**Extracted text:**

......

People know from the start that I don’t really believe any of this, and many of the ancient Greeks probably didn’t believe it either. They didn’t think that if they climbed to the top of Mount Olympus they would see Zeus face to face. Nor did they think of him as creator of the universe; they were fellow citizens of the universe, but not creators of it. Neither did the so-called problem of evil greatly concern them: why is there so much pain and suffering in the world?

If gods did not create the world, they are not responsible for its defects. Christian theology has been wrestling with that problem for centuries. But the Greek gods were hardly paragons of morality and they weren’t worshipped as Christians worship the God of the Bible. True, the gods were immortal (they didn’t have to face death), but they were not avid moral lawgivers, and there were no eternal punishments for evil-doers, and certainly not for unbelievers.

......

**The request:** Reproduce the passage on the Greek gods word for word, starting at "If gods did" and ending at "not for unbelievers.". The lines that come next can be set aside.

**Data rows:**
......

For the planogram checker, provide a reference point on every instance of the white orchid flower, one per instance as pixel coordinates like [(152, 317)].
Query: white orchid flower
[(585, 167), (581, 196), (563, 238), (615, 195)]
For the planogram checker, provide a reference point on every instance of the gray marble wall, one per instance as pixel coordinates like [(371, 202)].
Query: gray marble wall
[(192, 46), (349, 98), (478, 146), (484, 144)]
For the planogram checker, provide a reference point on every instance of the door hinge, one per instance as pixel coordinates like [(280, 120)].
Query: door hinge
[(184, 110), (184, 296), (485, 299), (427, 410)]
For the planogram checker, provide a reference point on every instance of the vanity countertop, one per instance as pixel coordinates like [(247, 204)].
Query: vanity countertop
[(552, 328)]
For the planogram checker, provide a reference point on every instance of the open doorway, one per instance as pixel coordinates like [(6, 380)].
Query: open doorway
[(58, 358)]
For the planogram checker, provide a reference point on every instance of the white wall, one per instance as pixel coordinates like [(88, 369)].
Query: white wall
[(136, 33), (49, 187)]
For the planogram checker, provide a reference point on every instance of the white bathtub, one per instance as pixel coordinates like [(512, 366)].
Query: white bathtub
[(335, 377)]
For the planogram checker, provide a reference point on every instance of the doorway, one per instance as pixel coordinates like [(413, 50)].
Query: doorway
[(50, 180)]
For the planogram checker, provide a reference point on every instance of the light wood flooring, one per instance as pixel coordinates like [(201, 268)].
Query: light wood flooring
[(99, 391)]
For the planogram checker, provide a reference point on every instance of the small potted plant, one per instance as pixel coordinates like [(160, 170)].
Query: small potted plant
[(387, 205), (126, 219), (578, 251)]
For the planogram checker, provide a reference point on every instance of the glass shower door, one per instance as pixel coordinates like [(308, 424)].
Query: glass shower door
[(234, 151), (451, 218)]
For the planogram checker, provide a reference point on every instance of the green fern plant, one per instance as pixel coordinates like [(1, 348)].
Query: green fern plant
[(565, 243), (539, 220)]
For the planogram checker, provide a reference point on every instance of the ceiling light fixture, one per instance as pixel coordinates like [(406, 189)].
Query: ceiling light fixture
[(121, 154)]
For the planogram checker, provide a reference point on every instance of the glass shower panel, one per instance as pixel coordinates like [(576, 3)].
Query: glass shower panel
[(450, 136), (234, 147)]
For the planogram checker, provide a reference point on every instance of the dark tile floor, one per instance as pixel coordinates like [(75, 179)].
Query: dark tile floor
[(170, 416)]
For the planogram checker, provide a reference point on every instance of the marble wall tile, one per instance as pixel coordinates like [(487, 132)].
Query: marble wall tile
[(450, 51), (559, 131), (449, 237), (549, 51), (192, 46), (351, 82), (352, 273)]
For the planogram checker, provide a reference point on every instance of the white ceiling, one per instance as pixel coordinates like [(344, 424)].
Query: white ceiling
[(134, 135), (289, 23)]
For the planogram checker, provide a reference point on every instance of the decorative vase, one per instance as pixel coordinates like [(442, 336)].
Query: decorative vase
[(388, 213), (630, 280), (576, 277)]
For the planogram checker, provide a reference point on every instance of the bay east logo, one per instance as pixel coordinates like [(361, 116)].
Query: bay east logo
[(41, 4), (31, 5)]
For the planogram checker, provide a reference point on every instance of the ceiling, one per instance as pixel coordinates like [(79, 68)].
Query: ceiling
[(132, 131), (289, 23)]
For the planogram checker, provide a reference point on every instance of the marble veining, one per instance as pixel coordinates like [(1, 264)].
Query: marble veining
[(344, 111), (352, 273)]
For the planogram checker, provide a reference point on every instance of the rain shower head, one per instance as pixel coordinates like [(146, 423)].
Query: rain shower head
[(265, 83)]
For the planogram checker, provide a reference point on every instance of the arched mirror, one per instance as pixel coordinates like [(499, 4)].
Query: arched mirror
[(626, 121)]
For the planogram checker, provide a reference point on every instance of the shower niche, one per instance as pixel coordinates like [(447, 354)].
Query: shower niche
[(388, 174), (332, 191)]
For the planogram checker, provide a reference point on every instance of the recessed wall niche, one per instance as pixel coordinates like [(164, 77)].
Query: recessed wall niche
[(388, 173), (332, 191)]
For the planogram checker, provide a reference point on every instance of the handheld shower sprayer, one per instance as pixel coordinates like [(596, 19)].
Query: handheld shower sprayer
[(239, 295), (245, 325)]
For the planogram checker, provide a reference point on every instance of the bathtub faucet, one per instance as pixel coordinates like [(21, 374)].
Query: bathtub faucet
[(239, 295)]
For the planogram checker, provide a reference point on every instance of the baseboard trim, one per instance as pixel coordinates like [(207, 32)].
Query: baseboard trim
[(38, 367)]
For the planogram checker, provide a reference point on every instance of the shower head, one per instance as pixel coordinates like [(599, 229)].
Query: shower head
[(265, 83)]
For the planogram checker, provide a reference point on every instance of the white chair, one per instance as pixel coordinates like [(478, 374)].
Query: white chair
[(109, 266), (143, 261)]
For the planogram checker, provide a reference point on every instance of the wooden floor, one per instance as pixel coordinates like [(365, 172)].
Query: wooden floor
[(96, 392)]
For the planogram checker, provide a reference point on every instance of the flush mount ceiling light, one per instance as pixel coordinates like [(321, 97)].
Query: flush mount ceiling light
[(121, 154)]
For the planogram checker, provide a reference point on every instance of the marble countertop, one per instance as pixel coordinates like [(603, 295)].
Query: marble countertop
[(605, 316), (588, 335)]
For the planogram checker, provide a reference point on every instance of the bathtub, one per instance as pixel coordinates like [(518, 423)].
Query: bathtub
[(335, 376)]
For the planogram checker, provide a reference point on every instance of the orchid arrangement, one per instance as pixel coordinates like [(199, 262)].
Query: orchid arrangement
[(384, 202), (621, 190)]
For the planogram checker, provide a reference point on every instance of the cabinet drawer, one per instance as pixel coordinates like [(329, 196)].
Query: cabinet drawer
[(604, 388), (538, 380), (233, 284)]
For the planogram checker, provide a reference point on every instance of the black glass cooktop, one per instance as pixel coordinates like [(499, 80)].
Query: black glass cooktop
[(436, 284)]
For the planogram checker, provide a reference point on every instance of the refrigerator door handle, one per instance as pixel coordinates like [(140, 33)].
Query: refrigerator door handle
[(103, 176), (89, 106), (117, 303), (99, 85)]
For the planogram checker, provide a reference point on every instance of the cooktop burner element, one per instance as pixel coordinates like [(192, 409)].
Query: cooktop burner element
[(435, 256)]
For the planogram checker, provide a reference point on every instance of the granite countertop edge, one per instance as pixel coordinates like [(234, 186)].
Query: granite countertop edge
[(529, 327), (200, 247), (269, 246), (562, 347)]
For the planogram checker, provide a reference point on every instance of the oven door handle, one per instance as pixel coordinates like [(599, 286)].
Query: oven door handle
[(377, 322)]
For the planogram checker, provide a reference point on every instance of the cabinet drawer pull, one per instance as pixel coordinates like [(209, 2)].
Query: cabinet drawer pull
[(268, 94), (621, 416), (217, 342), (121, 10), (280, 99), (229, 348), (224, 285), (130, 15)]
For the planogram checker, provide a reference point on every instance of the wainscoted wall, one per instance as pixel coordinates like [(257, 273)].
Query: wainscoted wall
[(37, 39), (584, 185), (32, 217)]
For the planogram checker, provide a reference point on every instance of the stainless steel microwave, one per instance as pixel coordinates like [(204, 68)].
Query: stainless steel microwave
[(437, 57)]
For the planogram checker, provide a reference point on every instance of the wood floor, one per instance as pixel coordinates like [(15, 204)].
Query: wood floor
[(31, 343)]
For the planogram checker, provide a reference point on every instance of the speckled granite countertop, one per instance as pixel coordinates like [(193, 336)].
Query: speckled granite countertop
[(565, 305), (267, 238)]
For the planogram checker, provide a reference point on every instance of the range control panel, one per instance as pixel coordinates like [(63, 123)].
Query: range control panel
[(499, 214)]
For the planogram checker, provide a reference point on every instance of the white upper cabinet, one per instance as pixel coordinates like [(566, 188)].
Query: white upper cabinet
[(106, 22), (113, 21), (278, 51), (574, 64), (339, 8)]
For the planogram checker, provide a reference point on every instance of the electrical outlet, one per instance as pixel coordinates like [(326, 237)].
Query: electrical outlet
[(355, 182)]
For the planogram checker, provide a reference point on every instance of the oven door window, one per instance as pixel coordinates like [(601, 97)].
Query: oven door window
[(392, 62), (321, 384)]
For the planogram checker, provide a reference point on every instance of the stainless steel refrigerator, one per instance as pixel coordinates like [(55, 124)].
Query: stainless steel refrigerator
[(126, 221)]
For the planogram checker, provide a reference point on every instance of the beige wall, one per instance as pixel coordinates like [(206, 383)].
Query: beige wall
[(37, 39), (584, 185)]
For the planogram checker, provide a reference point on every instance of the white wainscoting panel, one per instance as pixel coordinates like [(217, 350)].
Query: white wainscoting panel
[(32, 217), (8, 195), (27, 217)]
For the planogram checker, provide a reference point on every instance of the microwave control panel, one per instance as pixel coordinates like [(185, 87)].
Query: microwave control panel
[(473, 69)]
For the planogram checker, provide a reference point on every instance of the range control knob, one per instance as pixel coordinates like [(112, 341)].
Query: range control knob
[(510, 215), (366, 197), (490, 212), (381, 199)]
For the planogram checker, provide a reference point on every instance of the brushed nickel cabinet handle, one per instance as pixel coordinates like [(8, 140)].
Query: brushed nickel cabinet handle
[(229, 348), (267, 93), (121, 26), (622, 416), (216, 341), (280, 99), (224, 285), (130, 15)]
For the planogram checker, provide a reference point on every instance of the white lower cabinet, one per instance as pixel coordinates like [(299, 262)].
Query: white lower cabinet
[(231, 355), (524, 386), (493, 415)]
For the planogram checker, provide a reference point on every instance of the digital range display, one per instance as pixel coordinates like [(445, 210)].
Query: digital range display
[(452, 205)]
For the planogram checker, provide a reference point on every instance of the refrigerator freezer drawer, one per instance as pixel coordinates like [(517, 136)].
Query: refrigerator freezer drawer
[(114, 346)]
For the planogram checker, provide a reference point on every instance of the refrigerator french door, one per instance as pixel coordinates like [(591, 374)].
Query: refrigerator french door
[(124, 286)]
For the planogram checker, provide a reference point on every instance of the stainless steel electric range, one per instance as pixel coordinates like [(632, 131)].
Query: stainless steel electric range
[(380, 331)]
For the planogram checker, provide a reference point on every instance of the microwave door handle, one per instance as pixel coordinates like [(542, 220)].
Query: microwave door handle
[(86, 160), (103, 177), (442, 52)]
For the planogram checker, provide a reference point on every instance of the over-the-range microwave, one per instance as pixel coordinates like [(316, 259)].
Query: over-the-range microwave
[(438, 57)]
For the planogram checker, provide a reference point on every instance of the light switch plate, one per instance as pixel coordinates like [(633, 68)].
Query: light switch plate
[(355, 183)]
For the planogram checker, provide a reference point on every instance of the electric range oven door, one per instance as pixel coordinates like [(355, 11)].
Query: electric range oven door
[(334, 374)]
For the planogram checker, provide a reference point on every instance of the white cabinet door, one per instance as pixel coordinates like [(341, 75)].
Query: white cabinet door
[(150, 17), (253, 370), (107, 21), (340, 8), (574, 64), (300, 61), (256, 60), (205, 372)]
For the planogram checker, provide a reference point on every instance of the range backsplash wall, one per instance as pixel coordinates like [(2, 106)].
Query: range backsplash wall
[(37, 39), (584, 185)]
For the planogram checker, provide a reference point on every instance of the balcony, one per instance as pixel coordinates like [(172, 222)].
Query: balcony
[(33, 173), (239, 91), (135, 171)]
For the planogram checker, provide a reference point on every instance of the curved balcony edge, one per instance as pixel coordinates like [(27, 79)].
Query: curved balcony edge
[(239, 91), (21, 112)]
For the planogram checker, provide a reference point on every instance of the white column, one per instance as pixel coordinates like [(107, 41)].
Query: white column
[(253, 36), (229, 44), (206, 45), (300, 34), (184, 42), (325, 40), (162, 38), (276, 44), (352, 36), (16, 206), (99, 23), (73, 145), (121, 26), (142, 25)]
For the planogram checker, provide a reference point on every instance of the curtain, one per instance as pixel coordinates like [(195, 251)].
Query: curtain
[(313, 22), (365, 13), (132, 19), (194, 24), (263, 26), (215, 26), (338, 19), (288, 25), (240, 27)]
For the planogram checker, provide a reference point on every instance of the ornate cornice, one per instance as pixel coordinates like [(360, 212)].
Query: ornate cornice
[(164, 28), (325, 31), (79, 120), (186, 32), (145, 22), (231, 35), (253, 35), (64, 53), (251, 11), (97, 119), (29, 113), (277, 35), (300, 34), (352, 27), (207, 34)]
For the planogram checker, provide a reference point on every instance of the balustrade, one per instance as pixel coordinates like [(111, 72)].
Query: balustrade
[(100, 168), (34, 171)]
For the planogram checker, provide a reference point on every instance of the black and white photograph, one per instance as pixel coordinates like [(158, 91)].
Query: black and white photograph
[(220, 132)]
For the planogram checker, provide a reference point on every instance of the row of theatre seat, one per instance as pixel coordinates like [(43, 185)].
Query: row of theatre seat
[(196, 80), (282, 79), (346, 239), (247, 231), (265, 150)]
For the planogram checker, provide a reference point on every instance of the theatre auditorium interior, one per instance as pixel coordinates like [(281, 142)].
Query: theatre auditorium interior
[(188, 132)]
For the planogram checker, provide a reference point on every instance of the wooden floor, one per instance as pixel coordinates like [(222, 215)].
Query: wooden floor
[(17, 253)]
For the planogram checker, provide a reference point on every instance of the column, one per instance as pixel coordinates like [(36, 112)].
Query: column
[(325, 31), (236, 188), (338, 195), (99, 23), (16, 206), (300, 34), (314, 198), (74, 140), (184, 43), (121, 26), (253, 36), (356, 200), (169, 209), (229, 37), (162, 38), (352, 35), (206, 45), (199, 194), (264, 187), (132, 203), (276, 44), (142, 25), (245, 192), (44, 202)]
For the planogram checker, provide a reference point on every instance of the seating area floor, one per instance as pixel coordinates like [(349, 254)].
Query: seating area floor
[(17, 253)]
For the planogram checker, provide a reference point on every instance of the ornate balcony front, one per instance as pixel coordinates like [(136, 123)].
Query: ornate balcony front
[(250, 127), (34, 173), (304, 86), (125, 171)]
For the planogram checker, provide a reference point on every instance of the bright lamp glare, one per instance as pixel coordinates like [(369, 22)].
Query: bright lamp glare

......

**Correct answer:**
If gods did not create the world, they are not responsible for its defects. Christian theology has been wrestling with that problem for centuries. But the Greek gods were hardly paragons of morality and they weren’t worshipped as Christians worship the God of the Bible. True, the gods were immortal (they didn’t have to face death), but they were not avid moral lawgivers, and there were no eternal punishments for evil-doers, and certainly not for unbelievers.